>> Begin Provided passage

The moment you write a song that sounds like it doesn’t fit with the rest of what you’ve been doing for the last month or so, then you set that aside and then you go back and you try to determine if those songs that you’ve done recently are really a cohesive unit. The song that sort of like threw you off and then was like a clue into maybe where the next record’s gonna go is the thing that makes you realize it’s time to book time in the studio and get these songs done with. Because it’s a very, very, very small window, and I will have no interest — because I’ve put so much work into these songs — I don’t have interest in going back to them. If they don’t materialize on tape and come out as a record, I’m not going to reinvest any part of my life to go back and get to know those songs and try to get back into my way of thinking as I had been when I wrote those songs. So, like I said, it’s a really small window.

So I’ve written records that never came out, of course. There’s full records. I had this whole collaboration with Low, we were going to do a few years ago. And I was living in Nebraska, and I wrote this entire record called The Lamb and Flag, and then at the last minute Alan [Sparhawk, of Low] had a scheduling conflict and instead of doing that I ended up going to Australia or something. And not only did I never go back and do those songs and Low and I never collaborated to do this record, but those songs have probably ended up in the Dumpster. Usually on New Year’s Day, I throw out everything. So, all these songs —

Q: Make a fresh start every year?

>> End Provided passage
>> Begin Given data

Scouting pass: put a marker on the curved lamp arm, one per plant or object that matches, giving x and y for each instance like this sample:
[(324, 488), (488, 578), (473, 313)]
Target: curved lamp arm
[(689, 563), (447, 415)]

>> End Given data

§ Work to do:
In the songwriting interview, what was the name of the whole record the speaker wrote while living in Nebraska?

§ Output below:
The Lamb and Flag.